**Given request:** In this exercise, reproduce all the entries that follow exactly.

**Provided data:**
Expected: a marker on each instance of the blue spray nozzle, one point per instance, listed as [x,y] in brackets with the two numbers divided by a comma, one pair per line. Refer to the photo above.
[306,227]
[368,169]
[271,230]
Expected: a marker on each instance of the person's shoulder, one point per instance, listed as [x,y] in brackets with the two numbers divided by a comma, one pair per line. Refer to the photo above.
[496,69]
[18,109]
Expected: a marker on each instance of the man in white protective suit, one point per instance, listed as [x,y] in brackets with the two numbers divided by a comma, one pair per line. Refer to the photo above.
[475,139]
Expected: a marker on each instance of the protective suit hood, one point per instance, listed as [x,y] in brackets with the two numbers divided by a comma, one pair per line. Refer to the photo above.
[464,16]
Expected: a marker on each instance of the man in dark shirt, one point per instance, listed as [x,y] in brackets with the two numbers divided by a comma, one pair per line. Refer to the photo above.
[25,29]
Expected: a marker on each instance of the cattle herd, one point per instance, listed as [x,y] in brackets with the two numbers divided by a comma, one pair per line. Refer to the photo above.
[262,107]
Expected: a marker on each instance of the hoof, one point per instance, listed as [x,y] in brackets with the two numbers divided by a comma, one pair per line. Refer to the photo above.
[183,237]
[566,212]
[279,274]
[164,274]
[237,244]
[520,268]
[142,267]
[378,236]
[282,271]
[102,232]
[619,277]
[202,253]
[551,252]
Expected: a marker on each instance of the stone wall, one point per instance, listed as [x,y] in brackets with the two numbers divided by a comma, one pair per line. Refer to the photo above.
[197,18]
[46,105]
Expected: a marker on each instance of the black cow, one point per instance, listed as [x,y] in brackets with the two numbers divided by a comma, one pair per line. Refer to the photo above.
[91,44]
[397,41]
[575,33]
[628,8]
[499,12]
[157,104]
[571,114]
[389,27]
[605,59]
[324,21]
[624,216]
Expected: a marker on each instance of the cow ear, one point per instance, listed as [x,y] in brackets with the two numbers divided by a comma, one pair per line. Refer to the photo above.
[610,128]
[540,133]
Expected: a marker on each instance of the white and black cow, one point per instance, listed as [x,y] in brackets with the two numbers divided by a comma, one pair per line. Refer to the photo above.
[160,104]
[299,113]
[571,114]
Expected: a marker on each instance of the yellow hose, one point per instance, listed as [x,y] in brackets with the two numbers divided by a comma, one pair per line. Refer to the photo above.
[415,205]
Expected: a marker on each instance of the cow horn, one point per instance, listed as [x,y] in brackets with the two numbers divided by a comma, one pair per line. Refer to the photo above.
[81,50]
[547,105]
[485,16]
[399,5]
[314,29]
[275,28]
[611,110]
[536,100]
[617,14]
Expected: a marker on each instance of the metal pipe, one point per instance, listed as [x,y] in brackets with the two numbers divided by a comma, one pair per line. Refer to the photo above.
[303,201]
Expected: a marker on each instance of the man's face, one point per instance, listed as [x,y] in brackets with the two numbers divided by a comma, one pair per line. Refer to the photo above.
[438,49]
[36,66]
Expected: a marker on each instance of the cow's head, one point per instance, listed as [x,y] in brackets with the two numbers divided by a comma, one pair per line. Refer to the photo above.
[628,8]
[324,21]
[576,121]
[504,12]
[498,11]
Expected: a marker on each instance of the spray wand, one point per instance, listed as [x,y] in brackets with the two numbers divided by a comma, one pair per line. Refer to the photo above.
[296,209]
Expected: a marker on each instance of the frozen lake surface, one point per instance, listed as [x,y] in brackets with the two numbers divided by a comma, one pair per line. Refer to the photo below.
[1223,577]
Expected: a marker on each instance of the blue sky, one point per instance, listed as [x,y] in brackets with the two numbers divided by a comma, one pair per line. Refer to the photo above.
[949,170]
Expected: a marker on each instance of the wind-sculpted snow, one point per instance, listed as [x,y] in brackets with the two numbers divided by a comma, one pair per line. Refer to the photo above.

**Correct answer:**
Expected: a marker on each instance of the blue spray nozzle, one point per instance, listed as [x,y] in brackets with the two numbers divided by a comma, one pair per line. Refer to the photo above.
[306,227]
[368,169]
[271,230]
Expected: a marker on each instance of the person's shoulder, one point per instance, listed as [x,y] in brackets with the two numbers divided by a comma, one pair per line. Refer to the photo above.
[496,69]
[18,109]
Expected: a marker on each instance of the man in white protective suit, one point per instance, listed as [x,y] in brackets with the two numbers divided by a comma, one pair per line. Refer to the photo above.
[475,139]
Expected: a marker on each instance of the protective suit hood, one point per instance, listed as [x,y] in brackets with the two numbers divided by a comma, one pair per line. Refer to the photo above.
[464,16]
Expected: a marker on each instance of the man in dark shirt, one point per instance, listed as [x,y] in brackets with the two numbers divided by a comma, one pair per line. Refer to the photo above.
[25,29]
Expected: a marker on each instance of the cattle herd, one point per instance, listed as [x,y] in brackets with the two numbers divided by a comma, one pair per line. Refer to the photo above.
[262,107]
Expected: a marker on each instance of the hoof, one point per instance, listed as [x,y] in brackets with the two numbers divided by a comma, one pair per line. Refer to the photo above.
[183,237]
[566,212]
[279,274]
[164,274]
[237,244]
[520,268]
[142,267]
[378,236]
[282,271]
[102,232]
[619,277]
[202,253]
[551,252]
Expected: a marker on each instance of the stone wall, one point per instance, listed as [x,y] in brackets with the two numbers divided by a comma, one pair per line. Refer to the photo above.
[197,18]
[46,105]
Expected: a marker on each instance of the black cow, one point per instance, listed as [x,y] in brackets with the two numbers divided by a comma, one pair per line. Refer to the photo above.
[91,44]
[397,41]
[575,33]
[628,8]
[499,12]
[157,104]
[571,114]
[389,27]
[605,59]
[324,21]
[624,216]
Expected: a marker on each instance of the cow ear, one point per instance, listed as [x,y] in brackets with the two numbers divided by a comma, one pair per line. Refer to the photo above.
[610,128]
[540,133]
Expected: a marker on each instance of the white and black cow, one point per instance, listed as [x,y] in brackets with the two numbers divided by a comma, one pair per line. Refer to the photo above.
[160,104]
[299,113]
[571,114]
Expected: a marker on each instance of the yellow hose, one point per instance, listed as [x,y] in brackets with the two numbers divided by a comma, one pair per line. Refer to the photo above.
[415,205]
Expected: a marker on each instance of the cow horn, one point per instance, listed as [x,y] in brackets with the two numbers divided by a comma, one pair per line. Refer to the photo above.
[81,50]
[547,105]
[485,16]
[399,5]
[314,29]
[275,28]
[611,110]
[536,100]
[617,14]
Expected: a marker on each instance of the metal pipe, one point per instance, listed as [x,y] in brackets with the two numbers divided by a comma, one pair per line. Refer to the photo above.
[303,201]
Expected: a marker on each instance of the man's face, one point per instance, listed as [x,y] in brackets with the two numbers divided by a comma, one pair per line. Refer to the photo above.
[438,49]
[36,66]
Expected: a marker on each instance of the cow's head, one point per instance, listed as [x,y] in brackets with the two numbers divided by a comma, one pair per line. Refer to the photo above.
[628,8]
[324,21]
[576,121]
[504,12]
[498,11]
Expected: a marker on each instance of the spray wand, one point per instance, listed as [x,y] in brackets with the two numbers divided by a comma, one pair per line. Refer to the photo above.
[296,209]
Expected: a marker on each instance of the frozen lake surface, one point per instance, listed as [x,y] in brackets with the two numbers divided by a comma, one pair per line. Refer to the photo below.
[1223,577]
Expected: a marker on each instance of the blue sky, one point per instance, listed as [x,y] in brackets with the two numbers divided by a comma, one pair per line. Refer to the photo above.
[949,170]
Expected: a marker on each instance of the wind-sculpted snow, one point per instance, listed as [x,y] in brackets with the two numbers divided by a comma, one pair per line. Refer to the photo above.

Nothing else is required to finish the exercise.